[YOUR GOAL]:
Complete, exact copies of all entries are needed.

-- ENTRIES PROVIDED follows --

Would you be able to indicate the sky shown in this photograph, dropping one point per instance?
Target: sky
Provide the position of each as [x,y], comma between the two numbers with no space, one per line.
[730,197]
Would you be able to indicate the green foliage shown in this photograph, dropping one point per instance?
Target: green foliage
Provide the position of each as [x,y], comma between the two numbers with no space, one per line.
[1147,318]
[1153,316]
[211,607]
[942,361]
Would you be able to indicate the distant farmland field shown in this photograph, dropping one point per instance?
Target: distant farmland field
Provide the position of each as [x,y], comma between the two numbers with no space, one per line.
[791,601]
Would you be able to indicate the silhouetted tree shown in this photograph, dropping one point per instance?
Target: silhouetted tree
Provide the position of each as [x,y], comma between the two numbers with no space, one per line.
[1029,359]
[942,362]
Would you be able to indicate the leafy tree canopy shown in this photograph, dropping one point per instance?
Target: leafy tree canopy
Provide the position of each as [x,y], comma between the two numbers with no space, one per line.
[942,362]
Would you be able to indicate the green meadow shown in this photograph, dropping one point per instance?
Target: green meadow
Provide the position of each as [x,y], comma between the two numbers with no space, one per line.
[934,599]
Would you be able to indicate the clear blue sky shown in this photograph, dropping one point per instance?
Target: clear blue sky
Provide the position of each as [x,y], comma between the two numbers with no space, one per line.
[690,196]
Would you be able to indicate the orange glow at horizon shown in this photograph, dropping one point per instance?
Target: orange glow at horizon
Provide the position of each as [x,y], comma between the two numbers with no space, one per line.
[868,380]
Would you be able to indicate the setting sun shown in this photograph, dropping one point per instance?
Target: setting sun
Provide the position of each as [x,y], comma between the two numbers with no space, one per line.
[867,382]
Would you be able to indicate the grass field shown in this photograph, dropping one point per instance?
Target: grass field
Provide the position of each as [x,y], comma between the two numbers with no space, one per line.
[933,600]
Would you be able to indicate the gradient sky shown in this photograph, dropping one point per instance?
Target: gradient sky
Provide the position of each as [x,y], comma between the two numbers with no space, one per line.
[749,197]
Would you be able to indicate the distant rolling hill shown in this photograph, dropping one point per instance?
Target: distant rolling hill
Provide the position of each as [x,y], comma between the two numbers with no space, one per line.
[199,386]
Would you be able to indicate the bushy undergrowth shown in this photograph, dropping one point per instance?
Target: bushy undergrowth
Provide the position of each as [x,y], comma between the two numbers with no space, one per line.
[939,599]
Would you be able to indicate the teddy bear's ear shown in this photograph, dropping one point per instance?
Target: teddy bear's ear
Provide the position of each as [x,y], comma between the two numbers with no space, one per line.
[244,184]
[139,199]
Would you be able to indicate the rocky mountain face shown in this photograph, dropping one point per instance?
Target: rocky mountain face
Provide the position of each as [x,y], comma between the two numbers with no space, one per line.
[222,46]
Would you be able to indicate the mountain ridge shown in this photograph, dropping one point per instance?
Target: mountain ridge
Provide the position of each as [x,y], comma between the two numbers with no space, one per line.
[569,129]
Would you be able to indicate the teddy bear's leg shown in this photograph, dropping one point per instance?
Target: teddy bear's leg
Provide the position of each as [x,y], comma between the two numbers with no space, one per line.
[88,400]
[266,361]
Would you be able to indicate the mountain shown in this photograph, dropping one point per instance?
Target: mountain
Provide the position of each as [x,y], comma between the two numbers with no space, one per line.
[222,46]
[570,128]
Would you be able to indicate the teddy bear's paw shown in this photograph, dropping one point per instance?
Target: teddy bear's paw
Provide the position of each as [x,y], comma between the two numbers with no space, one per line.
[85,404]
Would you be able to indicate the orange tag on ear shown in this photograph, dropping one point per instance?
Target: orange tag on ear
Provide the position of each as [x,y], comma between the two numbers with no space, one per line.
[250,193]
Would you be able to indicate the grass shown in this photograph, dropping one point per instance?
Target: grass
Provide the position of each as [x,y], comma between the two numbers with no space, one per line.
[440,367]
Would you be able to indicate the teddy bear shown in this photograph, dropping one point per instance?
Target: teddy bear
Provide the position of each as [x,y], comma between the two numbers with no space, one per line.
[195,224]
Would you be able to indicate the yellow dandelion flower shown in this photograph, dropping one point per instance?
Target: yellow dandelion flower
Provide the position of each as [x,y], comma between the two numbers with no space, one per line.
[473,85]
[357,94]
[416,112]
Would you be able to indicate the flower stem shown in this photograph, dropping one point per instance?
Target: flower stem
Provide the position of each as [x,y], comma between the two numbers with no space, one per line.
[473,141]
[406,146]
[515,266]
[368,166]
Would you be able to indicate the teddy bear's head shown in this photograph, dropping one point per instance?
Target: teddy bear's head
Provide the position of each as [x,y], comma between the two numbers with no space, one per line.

-- ENTRIES PROVIDED concluded --

[ANSWER SECTION]:
Would you be able to indicate the sky shown in this photograph, dropping one point per instance?
Target: sky
Provide the position of each as [x,y], comma between the two numbers with no space, one per line.
[730,197]
Would you be able to indicate the green foliage shown in this photograph, dropping one point per instance?
Target: green foliage
Provide the position of each as [x,y], comma between the two numbers with no space, one per line.
[1147,318]
[1153,316]
[211,607]
[942,361]
Would you be able to indicate the distant farmland field shown in this photograph, dropping one point per instance?
Target: distant farmland field
Provide the position of each as [x,y], comma between the two numbers with no space, one per line.
[791,601]
Would you be able to indicate the silhouetted tree shown in this photograph, dropping one point per instance?
Target: silhouetted tree
Provide the position of each as [x,y], comma between the two numbers with no space, one per line.
[1029,359]
[942,362]
Would you be able to indicate the leafy tree canopy shown in this photograph, dropping one point per instance?
Target: leafy tree canopy
Provide the position of each as [x,y], comma between the two numbers with no space, one per line.
[942,362]
Would you be able to indicate the green meadow shown in this photograph, dropping one point per instance?
Target: green meadow
Provide the position of each as [x,y], comma between the two numbers with no space, one per line.
[934,599]
Would you be able to indicate the clear blue sky shown in this photograph, dropping one point per instance?
Target: clear blue sky
Provide the position of each as [x,y], comma between the two numbers with no space, one per line.
[690,196]
Would you be able to indicate the orange glow at horizon shown in this photograph, dropping one point per instance?
Target: orange glow at horizon
Provide the position of each as [x,y], comma between the two numbers with no space, one per line.
[868,380]
Would you be able to indicate the setting sun shown in this photograph, dropping one point per instance?
Target: setting sun
Provide the position of each as [x,y], comma between the two numbers with no space, one per line.
[867,382]
Would you be able to indicate the grass field shown in this photograph, dropping one point per instance?
Target: grass field
Provide the position of each as [x,y], comma between the two numbers with no space, one per line.
[933,600]
Would you be able to indicate the gradient sky shown in this photograph, dropping one point per instance?
Target: gradient sky
Provide the position of each as [x,y], comma between the two numbers with no space, one per line.
[749,197]
Would you be able to indicate the distant rolling hill shown in this photograph, dropping one point per instance?
Target: distant rolling hill
Provide the position of each as [x,y], comma between the two numbers with no space, one per line.
[199,386]
Would you be able to indicate the bushy undergrowth shown in this photograph, dropping one point per instance?
Target: bushy undergrowth
Provide the position of each as [x,y], comma between the two numbers with no space, one per line.
[939,599]
Would you be able to indicate the teddy bear's ear shown in this photograph, dropping one point per instance?
Target: teddy bear's ear
Provide the position of each as [x,y], comma between the two numbers with no space, one per line.
[244,184]
[139,199]
Would you be able to indicate the rocky mountain face shown in this photograph, dropping one point per instance?
Target: rocky mountain face
Provide the position of each as [x,y], comma between the two numbers with no space, one per line.
[222,46]
Would you be able to indicate the mountain ridge shown in this photograph, dropping one point per instance?
Target: mountain ridge
Provide the position of each as [x,y], comma between the two numbers with no space, one per line.
[569,129]
Would you be able to indicate the teddy bear's leg shown in this photograph, dropping one point per instance?
Target: teddy bear's leg
Provide the position of each as [x,y], comma between the two numbers with no space, one per line.
[88,400]
[266,361]
Would you be able to indicate the mountain shown in this photograph, dropping one point per instance?
Target: mountain
Provide the position of each as [x,y], comma between the two numbers with no space, one per line.
[222,46]
[570,128]
Would you be able to indicate the teddy bear's paw shown in this photograph, dropping one point per instance?
Target: teddy bear's paw
Provide the position of each as [x,y], comma between the two numbers with no space, one per line.
[85,404]
Would you be able to indicate the orange tag on ear shown in this photograph, dropping one point per instance?
Target: orange tag on ear
Provide the position of each as [x,y], comma between the two numbers with no space, one per line.
[250,193]
Would you be able to indicate the grass shown in this photograph, dropping one point per instance?
Target: grass
Provide the position of each as [x,y], comma between the two numbers with no space, one per line.
[440,367]
Would you be able to indicate the teddy bear shown in this photograph, dropping one point per instance?
Target: teddy bear
Provide the position of each as [x,y], comma between the two numbers with no space, one per line.
[195,224]
Would you be able to indicate the yellow dandelion flower shown in this photograph, dropping one point per instance?
Target: yellow dandelion flower
Provide the position of each as [x,y], comma between the two numbers with no space, one per line.
[473,85]
[357,94]
[416,112]
Would you be able to indicate the flower stem shown in this photograph, dropping one point per instance?
Target: flower stem
Provide the position of each as [x,y], comma between the two numbers with no space, one per line.
[473,141]
[406,146]
[515,266]
[368,166]
Would you be able to indicate the teddy bear's head shown in this photograph, dropping one point per instance?
Target: teddy bear's head
Provide the position of each as [x,y], comma between the two numbers with no space, one per line.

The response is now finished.